Zakonnic kłopoty z doktryną

Kongregacja Nauki Wiary skontroluje prawowierność Konferencji Kierownictwa Zakonów Żeńskich (LCWR), największej w USA organizacji zakonnic. Chodzi o nauczanie Kościoła o święceniach kapłańskich, zbawieniu i homoseksualizmie.

28.04.2009

Czyta się kilka minut

/fot. KNA-Bild /
/fot. KNA-Bild /

Konferencja otrzymała 16 kwietnia list z Kongregacji, powiadamiający o poddaniu działalności organizacji doktrynalnej ocenie. LCWR na czołówki światowych mediów po raz pierwszy trafiła 30 lat temu. Podczas pielgrzymki Jana Pawła II do USA ówczesna przewodnicząca organizacji s. Theresa Kane publicznie poprosiła Papieża, by otworzył przed kobietami, "połową ludzkości, wszystkie urzędy w Kościele", w tym - jak to zrozumiano, a zakonnica nigdy tego nie zdementowała - kapłaństwo. Trzy lata wcześniej Kongregacja Nauki Wiary oficjalnie potwierdziła tradycyjne nauczanie Kościoła o kapłaństwie wyłącznie dla mężczyzn.

[DANE DO WYKORZYSTANIA]
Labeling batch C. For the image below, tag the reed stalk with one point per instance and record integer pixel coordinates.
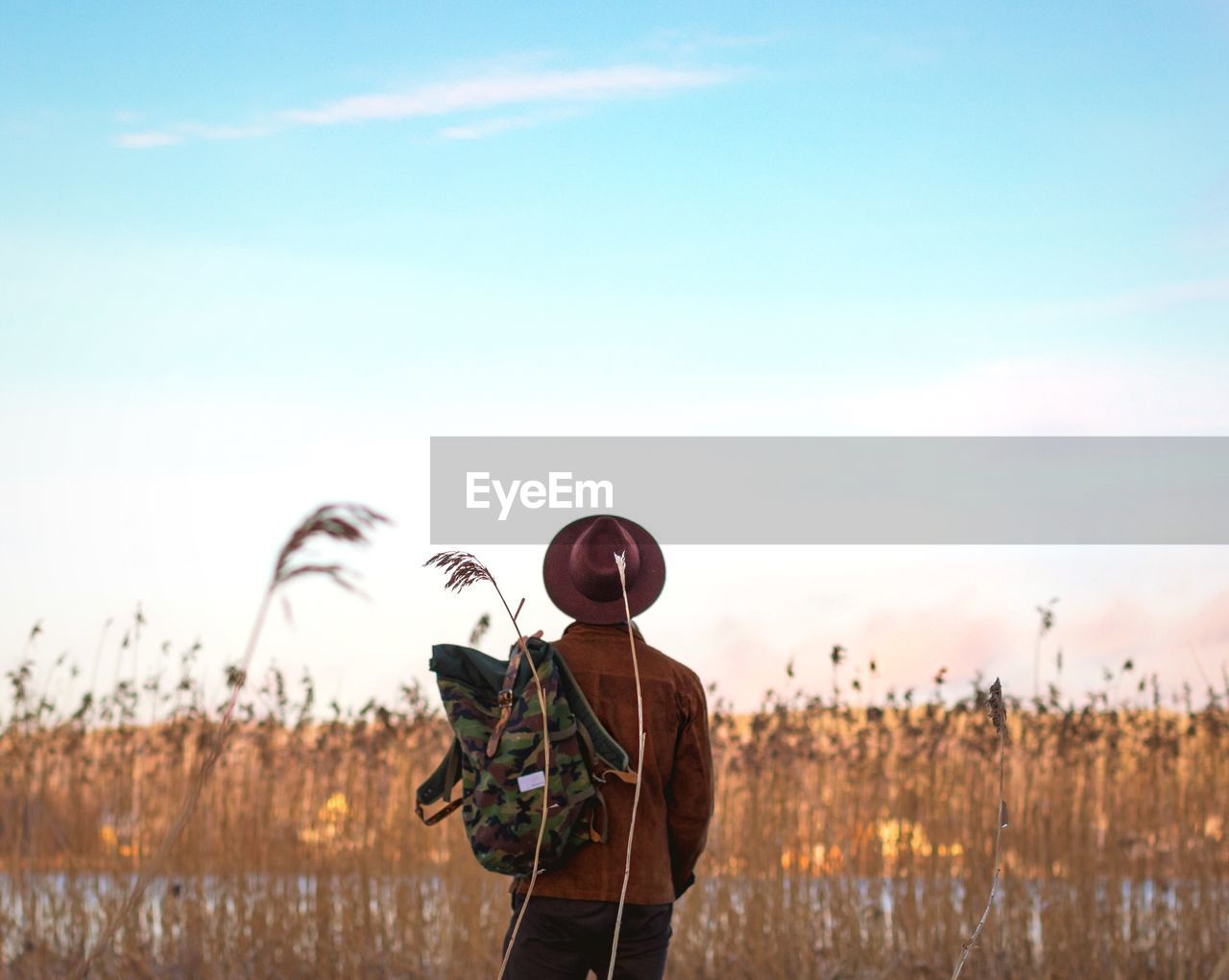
(621, 561)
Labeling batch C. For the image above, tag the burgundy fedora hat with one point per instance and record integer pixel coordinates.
(582, 577)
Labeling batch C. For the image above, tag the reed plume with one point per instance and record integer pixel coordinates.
(341, 522)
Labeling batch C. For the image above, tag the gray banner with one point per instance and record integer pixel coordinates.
(837, 490)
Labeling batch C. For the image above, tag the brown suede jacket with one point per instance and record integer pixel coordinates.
(676, 796)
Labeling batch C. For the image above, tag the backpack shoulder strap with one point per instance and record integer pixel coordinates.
(439, 785)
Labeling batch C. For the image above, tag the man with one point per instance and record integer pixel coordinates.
(569, 923)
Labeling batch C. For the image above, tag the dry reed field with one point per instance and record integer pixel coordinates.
(850, 842)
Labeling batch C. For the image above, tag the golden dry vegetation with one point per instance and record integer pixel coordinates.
(848, 842)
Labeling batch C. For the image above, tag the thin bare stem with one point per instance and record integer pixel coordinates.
(999, 715)
(619, 559)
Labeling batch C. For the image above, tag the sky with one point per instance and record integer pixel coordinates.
(253, 257)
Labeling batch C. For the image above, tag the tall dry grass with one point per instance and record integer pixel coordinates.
(848, 842)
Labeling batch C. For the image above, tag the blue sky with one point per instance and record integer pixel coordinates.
(253, 255)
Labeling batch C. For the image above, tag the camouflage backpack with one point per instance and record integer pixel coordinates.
(498, 756)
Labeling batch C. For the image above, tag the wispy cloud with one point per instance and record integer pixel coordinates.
(561, 88)
(483, 128)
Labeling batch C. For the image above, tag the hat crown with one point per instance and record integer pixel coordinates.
(591, 561)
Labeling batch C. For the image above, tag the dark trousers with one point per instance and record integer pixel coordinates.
(566, 939)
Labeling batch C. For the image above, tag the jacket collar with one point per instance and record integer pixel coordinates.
(601, 628)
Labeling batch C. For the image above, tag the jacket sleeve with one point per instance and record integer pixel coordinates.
(689, 794)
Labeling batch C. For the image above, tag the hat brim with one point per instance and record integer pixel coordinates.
(640, 593)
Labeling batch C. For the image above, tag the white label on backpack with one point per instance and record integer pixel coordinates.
(531, 781)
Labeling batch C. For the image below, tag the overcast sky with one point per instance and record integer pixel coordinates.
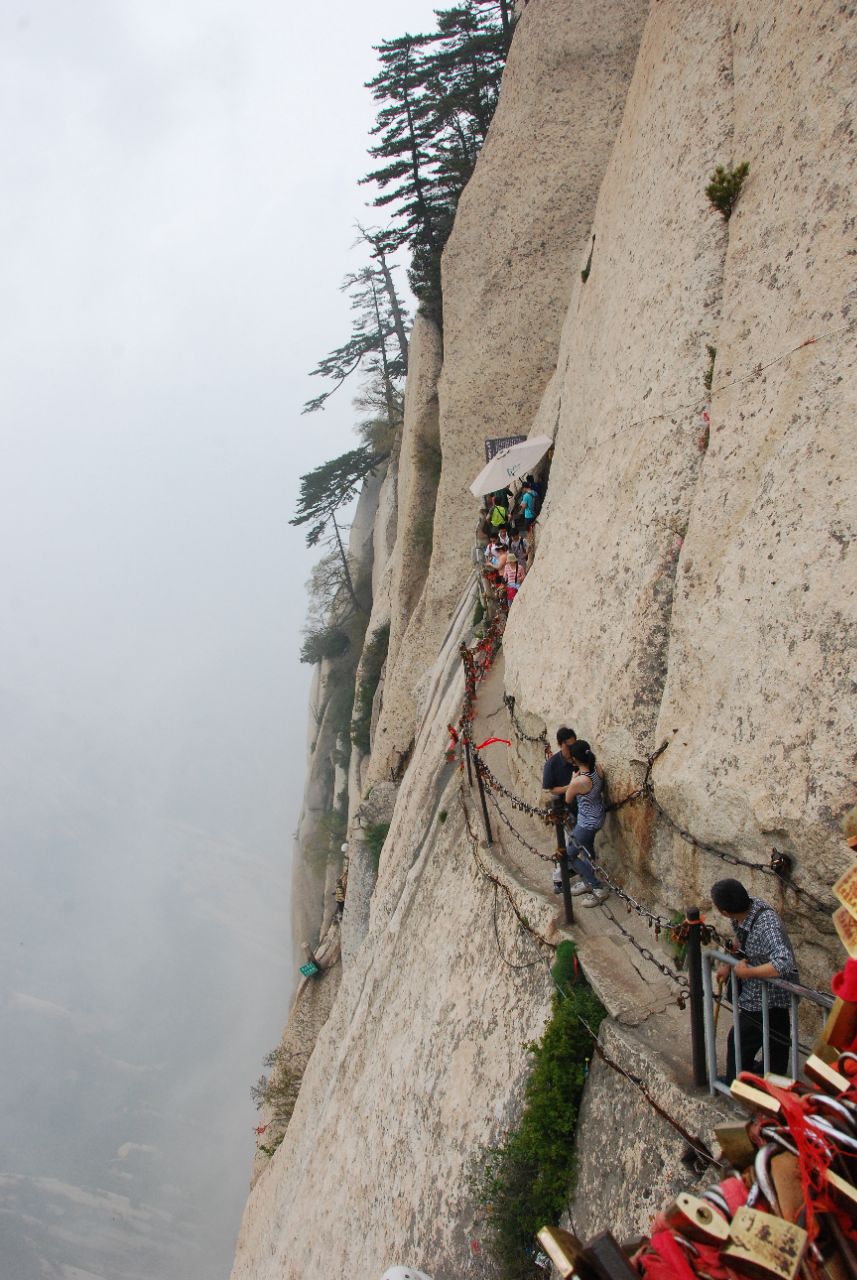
(179, 190)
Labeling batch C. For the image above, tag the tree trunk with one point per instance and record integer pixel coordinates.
(380, 257)
(343, 557)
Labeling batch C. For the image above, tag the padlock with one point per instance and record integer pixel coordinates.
(754, 1098)
(779, 1082)
(566, 1252)
(736, 1144)
(764, 1247)
(608, 1260)
(697, 1220)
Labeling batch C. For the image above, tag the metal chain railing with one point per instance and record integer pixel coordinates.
(679, 979)
(522, 840)
(646, 790)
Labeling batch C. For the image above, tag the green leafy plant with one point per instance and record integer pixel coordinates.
(678, 946)
(585, 273)
(724, 187)
(269, 1148)
(319, 643)
(374, 836)
(278, 1091)
(525, 1182)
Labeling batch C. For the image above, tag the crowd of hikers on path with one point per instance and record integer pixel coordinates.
(507, 524)
(577, 786)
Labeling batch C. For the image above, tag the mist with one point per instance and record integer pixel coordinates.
(179, 197)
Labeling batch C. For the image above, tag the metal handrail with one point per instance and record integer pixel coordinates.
(796, 993)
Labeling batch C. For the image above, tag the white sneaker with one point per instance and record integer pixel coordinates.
(595, 899)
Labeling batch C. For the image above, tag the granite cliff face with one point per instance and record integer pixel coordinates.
(695, 583)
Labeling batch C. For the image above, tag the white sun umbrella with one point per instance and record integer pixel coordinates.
(509, 464)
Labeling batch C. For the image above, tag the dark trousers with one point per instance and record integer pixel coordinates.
(751, 1042)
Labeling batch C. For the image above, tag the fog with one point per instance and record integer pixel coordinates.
(179, 195)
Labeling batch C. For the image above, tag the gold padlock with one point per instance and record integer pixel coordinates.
(736, 1144)
(754, 1098)
(697, 1220)
(564, 1251)
(826, 1077)
(764, 1247)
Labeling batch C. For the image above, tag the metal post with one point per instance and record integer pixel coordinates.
(562, 858)
(485, 808)
(710, 1028)
(793, 1028)
(736, 1020)
(697, 999)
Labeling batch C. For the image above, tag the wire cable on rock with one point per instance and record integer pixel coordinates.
(695, 1143)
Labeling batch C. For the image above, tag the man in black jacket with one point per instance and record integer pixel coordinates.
(557, 775)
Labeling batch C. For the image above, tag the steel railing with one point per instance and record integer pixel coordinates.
(796, 995)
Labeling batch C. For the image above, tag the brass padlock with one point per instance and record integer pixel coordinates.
(754, 1098)
(825, 1075)
(736, 1144)
(764, 1247)
(697, 1220)
(566, 1252)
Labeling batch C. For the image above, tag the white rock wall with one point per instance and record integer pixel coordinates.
(710, 585)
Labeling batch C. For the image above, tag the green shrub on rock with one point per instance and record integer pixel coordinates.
(526, 1182)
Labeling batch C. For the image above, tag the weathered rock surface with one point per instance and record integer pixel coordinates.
(710, 574)
(695, 583)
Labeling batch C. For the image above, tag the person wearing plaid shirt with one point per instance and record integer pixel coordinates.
(766, 952)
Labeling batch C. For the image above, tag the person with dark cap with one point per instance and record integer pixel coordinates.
(765, 951)
(558, 772)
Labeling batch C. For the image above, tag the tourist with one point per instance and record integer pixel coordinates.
(765, 951)
(587, 789)
(498, 516)
(513, 575)
(527, 506)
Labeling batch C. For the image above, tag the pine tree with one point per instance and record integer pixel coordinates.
(377, 342)
(438, 95)
(322, 492)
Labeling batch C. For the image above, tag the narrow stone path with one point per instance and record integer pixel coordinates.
(632, 987)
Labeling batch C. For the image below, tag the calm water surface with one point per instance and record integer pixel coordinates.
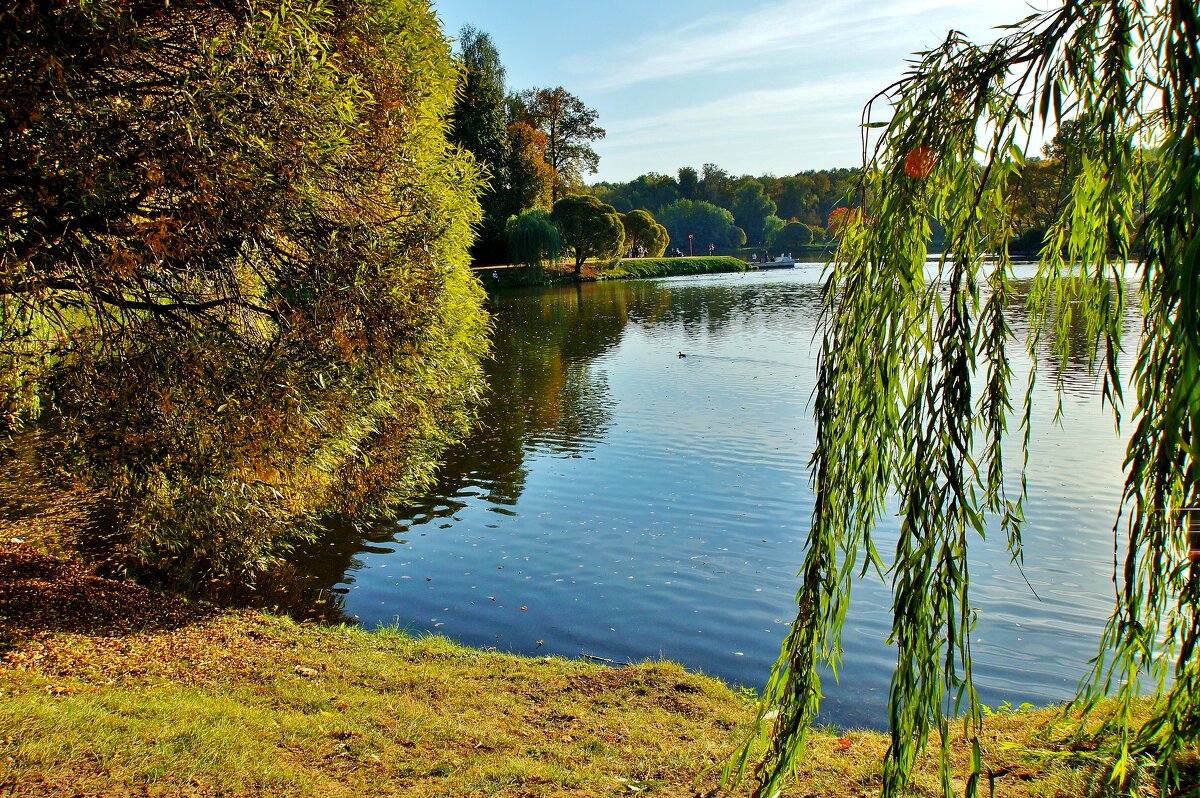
(622, 502)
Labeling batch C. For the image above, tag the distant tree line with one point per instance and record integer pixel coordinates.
(732, 211)
(533, 145)
(785, 213)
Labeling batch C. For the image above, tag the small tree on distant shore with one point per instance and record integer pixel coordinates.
(588, 227)
(533, 240)
(641, 229)
(792, 235)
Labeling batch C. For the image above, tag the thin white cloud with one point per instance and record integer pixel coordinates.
(792, 28)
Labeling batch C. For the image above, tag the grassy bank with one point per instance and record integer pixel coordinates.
(109, 689)
(672, 267)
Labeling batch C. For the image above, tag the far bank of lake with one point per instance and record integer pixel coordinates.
(623, 502)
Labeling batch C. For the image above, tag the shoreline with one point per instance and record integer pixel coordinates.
(113, 689)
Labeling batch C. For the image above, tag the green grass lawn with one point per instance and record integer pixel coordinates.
(108, 689)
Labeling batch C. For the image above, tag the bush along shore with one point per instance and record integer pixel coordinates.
(493, 277)
(112, 689)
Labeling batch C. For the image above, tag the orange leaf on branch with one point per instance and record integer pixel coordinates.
(919, 162)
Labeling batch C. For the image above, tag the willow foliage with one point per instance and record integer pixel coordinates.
(233, 263)
(916, 391)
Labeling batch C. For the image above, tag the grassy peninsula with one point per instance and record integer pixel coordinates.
(112, 689)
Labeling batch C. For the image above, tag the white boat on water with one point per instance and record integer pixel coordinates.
(779, 262)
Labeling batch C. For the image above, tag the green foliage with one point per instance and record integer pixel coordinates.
(805, 197)
(588, 227)
(232, 264)
(479, 126)
(792, 235)
(641, 229)
(676, 267)
(772, 228)
(751, 208)
(916, 395)
(569, 127)
(533, 240)
(709, 223)
(652, 192)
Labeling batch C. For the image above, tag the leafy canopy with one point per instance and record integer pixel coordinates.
(570, 127)
(588, 227)
(916, 394)
(232, 247)
(707, 222)
(641, 229)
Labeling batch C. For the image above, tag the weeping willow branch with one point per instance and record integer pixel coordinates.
(915, 388)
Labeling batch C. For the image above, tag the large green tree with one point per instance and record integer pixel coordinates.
(570, 129)
(707, 222)
(233, 276)
(641, 229)
(588, 227)
(479, 126)
(751, 207)
(916, 394)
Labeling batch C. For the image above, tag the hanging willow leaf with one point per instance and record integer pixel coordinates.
(915, 388)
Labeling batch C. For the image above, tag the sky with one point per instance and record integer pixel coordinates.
(756, 87)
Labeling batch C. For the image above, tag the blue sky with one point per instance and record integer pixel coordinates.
(755, 87)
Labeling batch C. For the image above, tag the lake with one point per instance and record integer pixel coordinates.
(622, 502)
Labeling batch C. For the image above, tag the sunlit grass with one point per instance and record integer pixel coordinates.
(252, 705)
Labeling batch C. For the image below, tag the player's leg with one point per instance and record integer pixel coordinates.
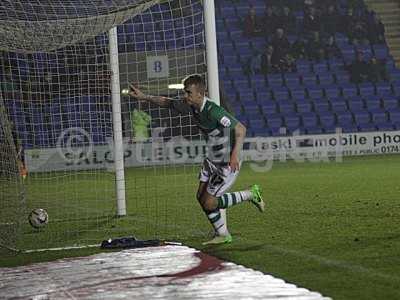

[POLECENIE 1]
Przepisz w całości, bez żadnych zmian, tekst o doktrynalnej kontroli LCWR.
[POLECENIE 2]
Wypisz wszystkie wiersze rekordów, w których występuje słowo „path”.
Tekst i rekordy pochodzą z różnych źródeł.

[WYNIK ZADANIA 1]
Zakonnic kłopoty z doktryną

Kongregacja Nauki Wiary skontroluje prawowierność Konferencji Kierownictwa Zakonów Żeńskich (LCWR), największej w USA organizacji zakonnic. Chodzi o nauczanie Kościoła o święceniach kapłańskich, zbawieniu i homoseksualizmie.

28.04.2009

Czyta się kilka minut

/fot. KNA-Bild /
/fot. KNA-Bild /

Konferencja otrzymała 16 kwietnia list z Kongregacji, powiadamiający o poddaniu działalności organizacji doktrynalnej ocenie. LCWR na czołówki światowych mediów po raz pierwszy trafiła 30 lat temu. Podczas pielgrzymki Jana Pawła II do USA ówczesna przewodnicząca organizacji s. Theresa Kane publicznie poprosiła Papieża, by otworzył przed kobietami, "połową ludzkości, wszystkie urzędy w Kościele", w tym - jak to zrozumiano, a zakonnica nigdy tego nie zdementowała - kapłaństwo. Trzy lata wcześniej Kongregacja Nauki Wiary oficjalnie potwierdziła tradycyjne nauczanie Kościoła o kapłaństwie wyłącznie dla mężczyzn.

[WYNIK ZADANIA 2]
Labeling batch C. For the image above, tag the crowd of hikers on path with one point per instance and record integer pixel coordinates.
Labeling batch C. For the image above, tag the narrow stone path with one point per instance and record integer pixel coordinates.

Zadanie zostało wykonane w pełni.